▸ Excerpt provided
------------------------
Interpretable statistical machine learning approaches for the molecular investigation of cancer

Ovarian cancer is the 6th most common cancer for women in the UK. High-grade serous ovarian cancer (HGSOC) accounts for most cases, with a low 30% 5-year survival. The two main factors that contribute to this poor prognosis are: 1) late diagnosis of the disease, and 2) a high proportion of relapse despite initial response to treatment. The latter suggests that small populations of treatment resistant cancer cells may exist that can repopulate the disease. It is therefore of interest to identify such cancer cells and understanding how they different from other cancer cell types that might also affect why patients respond differently to treatment and differ in how long they survive.
The molecular basis of ovarian cancer can be unravelled using a plethora of modern technologies such as sequencing and imaging at both bulk tissue and single-cell level. This is creating an unprecedented opportunity to use a data-driven approach to enable the precise characterisation of ovarian cancer and the possibility of developing targeted treatment options. However, to make effective use of the molecular data, robust analytical approaches are required to characterise cell populations of interest (particularly rare ones) and to integrate heterogeneous data modalities.
------------------------
▸ Given data
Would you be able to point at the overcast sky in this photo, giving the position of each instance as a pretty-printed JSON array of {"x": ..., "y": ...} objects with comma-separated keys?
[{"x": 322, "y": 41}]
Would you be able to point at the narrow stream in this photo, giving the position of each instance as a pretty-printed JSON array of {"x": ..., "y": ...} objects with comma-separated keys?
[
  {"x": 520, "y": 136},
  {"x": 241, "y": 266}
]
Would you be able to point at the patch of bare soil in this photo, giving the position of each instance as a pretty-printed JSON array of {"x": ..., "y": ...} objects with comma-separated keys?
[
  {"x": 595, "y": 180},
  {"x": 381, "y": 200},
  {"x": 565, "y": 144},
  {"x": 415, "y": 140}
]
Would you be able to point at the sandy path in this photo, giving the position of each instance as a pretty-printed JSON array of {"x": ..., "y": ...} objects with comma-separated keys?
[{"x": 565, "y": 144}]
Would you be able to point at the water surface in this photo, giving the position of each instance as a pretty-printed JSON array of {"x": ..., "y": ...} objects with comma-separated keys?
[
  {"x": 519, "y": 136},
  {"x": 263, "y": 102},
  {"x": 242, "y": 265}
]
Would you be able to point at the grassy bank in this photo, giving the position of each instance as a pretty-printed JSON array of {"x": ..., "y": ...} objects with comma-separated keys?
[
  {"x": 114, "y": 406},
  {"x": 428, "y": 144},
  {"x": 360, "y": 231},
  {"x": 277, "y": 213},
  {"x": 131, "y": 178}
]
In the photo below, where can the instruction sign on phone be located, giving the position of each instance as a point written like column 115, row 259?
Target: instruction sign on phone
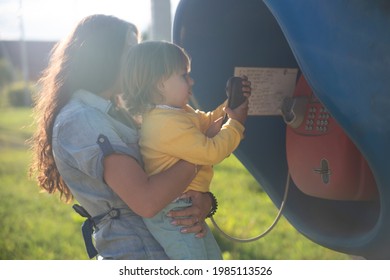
column 269, row 87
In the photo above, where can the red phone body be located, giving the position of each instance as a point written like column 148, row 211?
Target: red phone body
column 322, row 160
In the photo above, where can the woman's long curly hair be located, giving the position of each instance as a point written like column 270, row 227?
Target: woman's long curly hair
column 89, row 58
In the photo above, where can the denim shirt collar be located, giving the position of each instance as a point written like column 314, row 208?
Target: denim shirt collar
column 93, row 100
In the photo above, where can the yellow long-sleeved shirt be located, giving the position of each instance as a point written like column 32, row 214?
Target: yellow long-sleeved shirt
column 168, row 135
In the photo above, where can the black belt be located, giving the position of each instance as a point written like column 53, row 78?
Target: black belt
column 89, row 226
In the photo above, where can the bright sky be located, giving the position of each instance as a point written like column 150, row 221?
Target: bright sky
column 53, row 19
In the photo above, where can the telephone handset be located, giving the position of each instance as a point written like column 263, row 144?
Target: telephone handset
column 234, row 93
column 322, row 160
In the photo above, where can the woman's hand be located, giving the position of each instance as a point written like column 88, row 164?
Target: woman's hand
column 214, row 128
column 195, row 215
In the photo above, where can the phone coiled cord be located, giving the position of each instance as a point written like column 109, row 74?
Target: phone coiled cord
column 269, row 228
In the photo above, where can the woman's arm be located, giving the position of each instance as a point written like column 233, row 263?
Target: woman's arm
column 146, row 195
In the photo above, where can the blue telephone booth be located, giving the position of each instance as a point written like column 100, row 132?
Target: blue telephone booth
column 342, row 48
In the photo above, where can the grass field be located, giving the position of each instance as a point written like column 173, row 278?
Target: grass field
column 35, row 225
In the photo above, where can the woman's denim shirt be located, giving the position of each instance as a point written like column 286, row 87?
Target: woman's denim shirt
column 79, row 159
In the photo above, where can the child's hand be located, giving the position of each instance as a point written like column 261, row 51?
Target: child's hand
column 240, row 113
column 214, row 128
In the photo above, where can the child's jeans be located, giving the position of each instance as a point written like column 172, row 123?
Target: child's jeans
column 181, row 246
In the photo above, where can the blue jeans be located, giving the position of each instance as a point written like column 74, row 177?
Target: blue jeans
column 181, row 246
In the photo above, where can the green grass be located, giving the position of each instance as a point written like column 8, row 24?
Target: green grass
column 35, row 225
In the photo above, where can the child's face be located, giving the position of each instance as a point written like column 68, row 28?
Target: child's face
column 176, row 90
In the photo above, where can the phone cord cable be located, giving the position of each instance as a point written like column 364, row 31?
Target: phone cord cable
column 269, row 228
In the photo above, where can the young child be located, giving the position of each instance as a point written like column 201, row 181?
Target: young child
column 157, row 86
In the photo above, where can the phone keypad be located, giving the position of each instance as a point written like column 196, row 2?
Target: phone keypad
column 317, row 119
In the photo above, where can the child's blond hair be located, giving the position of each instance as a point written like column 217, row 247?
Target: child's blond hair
column 145, row 66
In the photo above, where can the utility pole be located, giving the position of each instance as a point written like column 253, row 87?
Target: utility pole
column 161, row 20
column 23, row 55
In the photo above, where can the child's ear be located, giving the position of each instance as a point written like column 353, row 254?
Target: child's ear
column 161, row 85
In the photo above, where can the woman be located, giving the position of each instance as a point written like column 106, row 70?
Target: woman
column 85, row 148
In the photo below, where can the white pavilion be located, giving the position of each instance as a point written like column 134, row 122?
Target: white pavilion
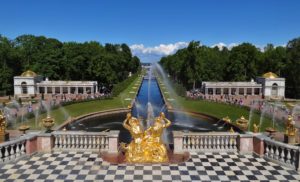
column 30, row 84
column 269, row 85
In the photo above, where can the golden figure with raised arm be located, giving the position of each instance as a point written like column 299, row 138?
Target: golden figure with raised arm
column 146, row 147
column 134, row 151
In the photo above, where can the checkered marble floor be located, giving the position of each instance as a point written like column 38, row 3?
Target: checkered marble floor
column 87, row 166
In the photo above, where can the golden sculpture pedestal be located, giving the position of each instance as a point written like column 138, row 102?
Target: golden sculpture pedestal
column 4, row 138
column 289, row 139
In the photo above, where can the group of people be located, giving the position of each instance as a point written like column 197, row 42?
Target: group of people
column 147, row 146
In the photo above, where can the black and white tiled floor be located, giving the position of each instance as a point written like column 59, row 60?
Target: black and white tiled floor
column 87, row 166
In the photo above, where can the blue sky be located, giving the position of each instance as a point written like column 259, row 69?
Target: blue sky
column 157, row 27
------------------------
▸ Work to complete
Continue the text on interpretable machine learning for the molecular investigation of ovarian cancer, starting after its last sentence.

▸ Response to the exercise
This research aims to:
1) To develop a robust and interpretable approach to identify rare cell populations from high-dimensional molecular data,
2) To develop a statistical framework for the integration of multimodal data for survival prediction.

Novelty of the research methodology
We will develop statistical techniques that are specifically designed to identify rare cell types from molecular data. Classical statistical discovery methods tend to be biased toward the most common cell populations as there is more information about them. There is often a penalty associated with suggesting a rare cell type as these may not be real so a balance must be struck between proposing new cell types and the chance that these proposals may turn out to be false after further examination. We will develop techniques that allow us to control the balance between these competing needs allowing experimental scientists to adjust expectations based on the level of acceptable risk available to them.
We will also develop techniques to combine different sources of data such as clinical record, magnetic resonance imaging and whole genome sequencing. These techniques will examine a specific limitation of existing approaches which typically do not account for the information imbalance between different types of data. For example, a clinical record might contain 30-40 data entries describing a patient's condition, but a whole genome sequence might reveal 10,000s of cancer mutations. If naively combined, the sheer number of mutations can overwhelm the importance of the clinical information, which can cause biases in analysis and interpretation, for instance, by failing to consider important socioeconomic or ethnicity information. We will develop approaches that equalise the important placed on different sources of data such that they can be combined in a fair and equitable way.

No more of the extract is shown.